■ Aim of the exercise
Edit the material from the line with "each sky for disaster-response mapping." up to and including the line with "[38,28,149,240]", changing "disaster-response mapping" to "flood-damage surveying" and leaving everything else untouched. Return only those lines.

◇ ◇ ◇ ◇ ◇

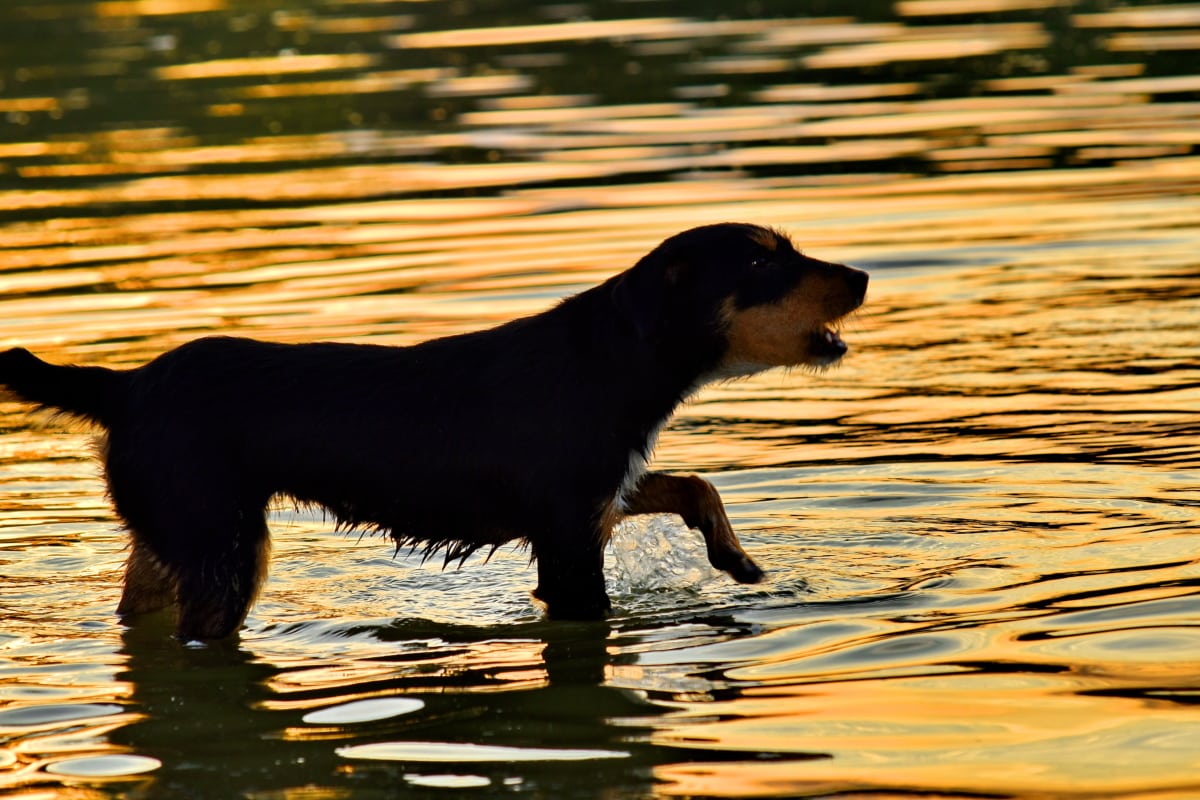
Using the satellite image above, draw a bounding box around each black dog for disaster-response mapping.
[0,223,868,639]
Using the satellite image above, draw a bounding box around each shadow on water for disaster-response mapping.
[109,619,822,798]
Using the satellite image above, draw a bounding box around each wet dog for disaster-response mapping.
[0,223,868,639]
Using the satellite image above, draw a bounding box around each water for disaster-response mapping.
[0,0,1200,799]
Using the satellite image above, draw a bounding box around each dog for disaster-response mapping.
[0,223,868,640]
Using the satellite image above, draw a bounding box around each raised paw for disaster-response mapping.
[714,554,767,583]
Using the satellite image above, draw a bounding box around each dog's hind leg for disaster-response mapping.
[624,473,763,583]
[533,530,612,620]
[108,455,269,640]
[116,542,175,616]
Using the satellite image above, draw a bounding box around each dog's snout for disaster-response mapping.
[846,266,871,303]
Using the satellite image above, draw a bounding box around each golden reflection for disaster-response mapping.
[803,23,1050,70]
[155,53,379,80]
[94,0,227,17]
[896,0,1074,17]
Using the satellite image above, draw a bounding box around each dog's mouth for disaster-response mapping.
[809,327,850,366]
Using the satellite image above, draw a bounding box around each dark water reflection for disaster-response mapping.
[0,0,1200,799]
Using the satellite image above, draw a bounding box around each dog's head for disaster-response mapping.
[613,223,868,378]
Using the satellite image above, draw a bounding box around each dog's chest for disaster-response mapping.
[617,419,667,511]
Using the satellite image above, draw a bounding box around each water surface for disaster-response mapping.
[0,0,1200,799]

◇ ◇ ◇ ◇ ◇

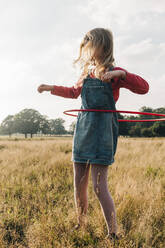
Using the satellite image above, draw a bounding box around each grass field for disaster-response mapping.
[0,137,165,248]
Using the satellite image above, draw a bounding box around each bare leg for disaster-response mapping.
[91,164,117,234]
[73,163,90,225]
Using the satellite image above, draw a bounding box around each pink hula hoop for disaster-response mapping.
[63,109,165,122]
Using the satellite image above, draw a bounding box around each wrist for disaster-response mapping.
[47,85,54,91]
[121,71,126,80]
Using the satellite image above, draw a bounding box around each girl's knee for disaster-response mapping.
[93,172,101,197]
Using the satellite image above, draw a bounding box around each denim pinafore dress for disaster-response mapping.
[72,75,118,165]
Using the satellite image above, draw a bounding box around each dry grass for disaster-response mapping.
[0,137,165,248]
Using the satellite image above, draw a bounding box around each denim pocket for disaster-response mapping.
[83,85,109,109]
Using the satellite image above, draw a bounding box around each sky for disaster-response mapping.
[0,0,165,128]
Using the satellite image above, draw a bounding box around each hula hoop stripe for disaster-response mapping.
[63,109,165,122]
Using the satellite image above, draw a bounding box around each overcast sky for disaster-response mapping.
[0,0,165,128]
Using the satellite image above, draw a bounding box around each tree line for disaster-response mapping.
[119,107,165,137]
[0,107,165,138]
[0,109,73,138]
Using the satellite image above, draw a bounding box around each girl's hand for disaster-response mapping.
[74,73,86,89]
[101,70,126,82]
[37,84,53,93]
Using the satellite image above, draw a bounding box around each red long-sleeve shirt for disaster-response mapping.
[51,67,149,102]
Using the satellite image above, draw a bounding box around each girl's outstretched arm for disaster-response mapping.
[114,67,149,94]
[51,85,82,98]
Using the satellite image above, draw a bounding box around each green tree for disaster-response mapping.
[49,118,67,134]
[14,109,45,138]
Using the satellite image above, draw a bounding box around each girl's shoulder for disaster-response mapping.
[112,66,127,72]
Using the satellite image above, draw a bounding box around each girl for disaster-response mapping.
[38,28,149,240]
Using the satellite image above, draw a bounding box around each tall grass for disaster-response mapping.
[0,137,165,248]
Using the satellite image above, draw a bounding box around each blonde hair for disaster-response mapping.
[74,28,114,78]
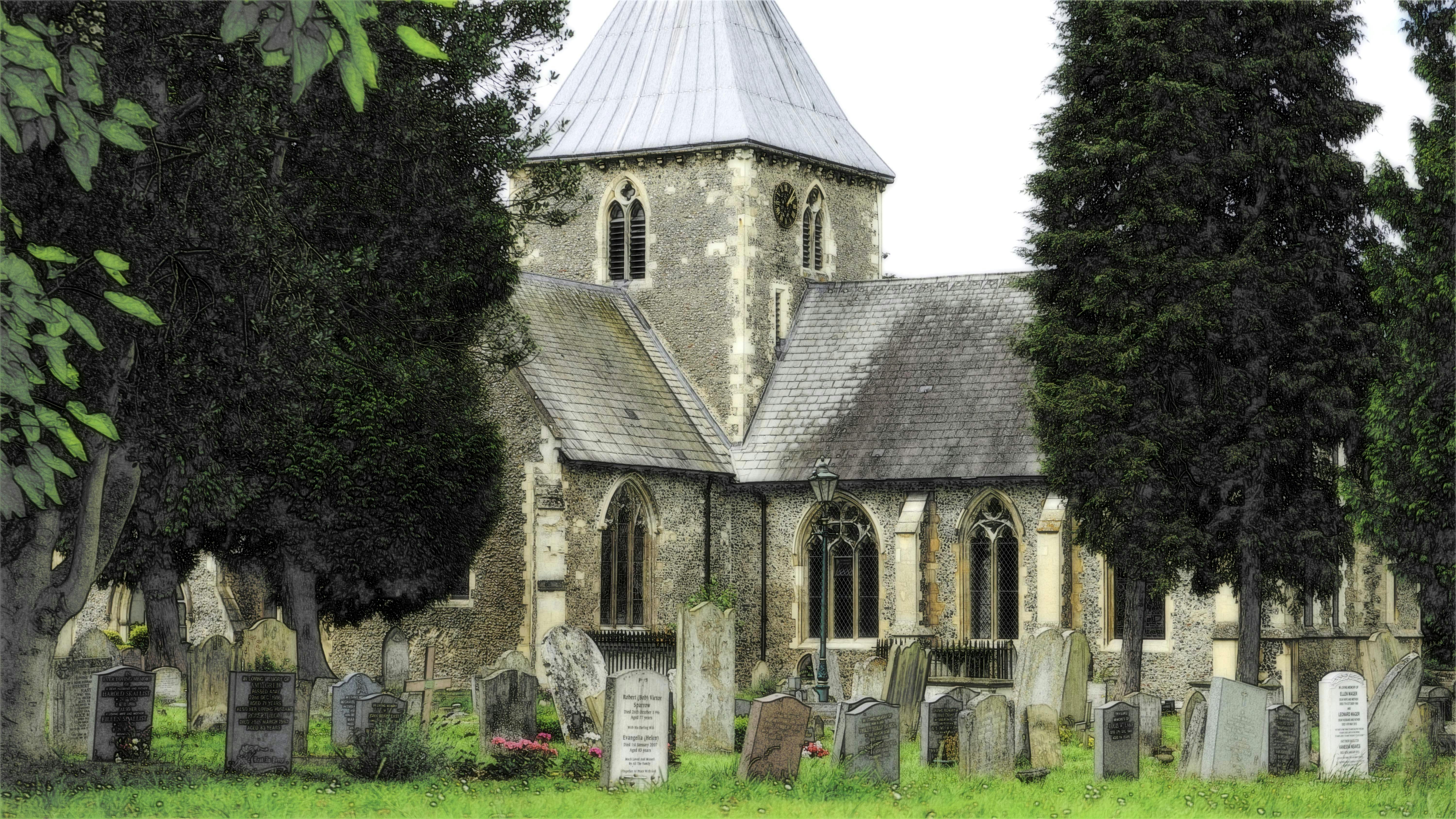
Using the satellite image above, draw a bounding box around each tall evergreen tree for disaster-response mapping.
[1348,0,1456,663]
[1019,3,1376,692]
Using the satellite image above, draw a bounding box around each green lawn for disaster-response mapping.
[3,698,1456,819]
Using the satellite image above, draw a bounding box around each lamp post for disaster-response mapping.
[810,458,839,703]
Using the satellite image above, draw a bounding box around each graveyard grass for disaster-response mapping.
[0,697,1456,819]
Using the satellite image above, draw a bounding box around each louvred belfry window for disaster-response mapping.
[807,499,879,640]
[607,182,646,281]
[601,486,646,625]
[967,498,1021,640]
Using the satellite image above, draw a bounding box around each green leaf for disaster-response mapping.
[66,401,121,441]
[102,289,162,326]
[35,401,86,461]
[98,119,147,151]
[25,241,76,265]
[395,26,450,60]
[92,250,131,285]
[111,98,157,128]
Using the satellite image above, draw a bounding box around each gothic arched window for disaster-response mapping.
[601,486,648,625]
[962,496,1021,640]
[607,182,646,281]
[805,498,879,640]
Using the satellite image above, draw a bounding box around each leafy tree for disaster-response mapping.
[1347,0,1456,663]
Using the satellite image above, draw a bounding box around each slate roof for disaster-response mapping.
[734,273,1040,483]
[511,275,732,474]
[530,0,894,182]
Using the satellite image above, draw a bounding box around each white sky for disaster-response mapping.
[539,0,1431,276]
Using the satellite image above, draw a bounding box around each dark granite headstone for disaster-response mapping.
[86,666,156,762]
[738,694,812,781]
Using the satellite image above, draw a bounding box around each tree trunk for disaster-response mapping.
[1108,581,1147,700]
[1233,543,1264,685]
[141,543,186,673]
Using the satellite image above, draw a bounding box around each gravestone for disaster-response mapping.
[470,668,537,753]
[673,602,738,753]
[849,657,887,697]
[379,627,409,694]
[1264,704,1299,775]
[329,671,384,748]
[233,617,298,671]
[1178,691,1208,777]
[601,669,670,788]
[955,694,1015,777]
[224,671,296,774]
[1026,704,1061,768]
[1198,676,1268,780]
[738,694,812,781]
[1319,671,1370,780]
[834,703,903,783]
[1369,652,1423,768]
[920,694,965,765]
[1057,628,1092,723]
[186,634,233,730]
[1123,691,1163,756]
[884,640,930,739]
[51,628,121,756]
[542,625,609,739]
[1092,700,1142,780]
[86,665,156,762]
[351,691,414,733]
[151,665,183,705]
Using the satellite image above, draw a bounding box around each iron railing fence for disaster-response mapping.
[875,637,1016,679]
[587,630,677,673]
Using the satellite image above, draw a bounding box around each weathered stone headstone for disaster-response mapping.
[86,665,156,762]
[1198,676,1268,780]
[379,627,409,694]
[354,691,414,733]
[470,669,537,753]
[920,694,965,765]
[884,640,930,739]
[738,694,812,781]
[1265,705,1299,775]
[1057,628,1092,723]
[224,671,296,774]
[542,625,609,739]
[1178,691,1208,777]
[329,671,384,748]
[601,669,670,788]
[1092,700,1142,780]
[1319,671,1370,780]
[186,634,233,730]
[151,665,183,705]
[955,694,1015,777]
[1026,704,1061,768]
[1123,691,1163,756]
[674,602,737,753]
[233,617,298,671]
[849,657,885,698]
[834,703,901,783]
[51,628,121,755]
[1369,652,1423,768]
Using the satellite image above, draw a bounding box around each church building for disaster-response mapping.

◇ ◇ ◇ ◇ ◇

■ Reply
Using the satellite image above, draw a bounding box around each sky for flood-damage surveying.
[0,0,165,128]
Using the satellite image above, draw a bounding box around each hula hoop stripe for flood-damage surveying.
[63,109,165,122]
Using the satellite image above, draw a bounding box around each overcast sky for flood-damage surveying.
[0,0,165,128]
Using the satellite image above, draw a bounding box around each tree line for flood-damage surveying.
[119,107,165,137]
[0,107,165,138]
[0,109,73,138]
Using the satellite image above, draw a bounding box around each girl's hand for flood-damage surveying.
[74,73,86,89]
[101,70,126,82]
[37,84,53,93]
Using the satellite image above, draw a bounding box around each red long-sleeve shirt for flood-damage surveying.
[51,67,149,102]
Using the satellite image above, draw a bounding box around each girl's outstretched arm for flood-damage surveying.
[114,67,149,94]
[51,85,82,98]
Using the satellite image above, draw a bounding box around each green tree for flood-damage surveying.
[49,118,67,134]
[14,109,45,138]
Using the satellite image above, draw a bounding box around each girl's shoulder for flood-damage surveying.
[112,66,127,72]
Using the satellite image above, draw a bounding box around each girl for flood-damage surveying.
[38,28,149,240]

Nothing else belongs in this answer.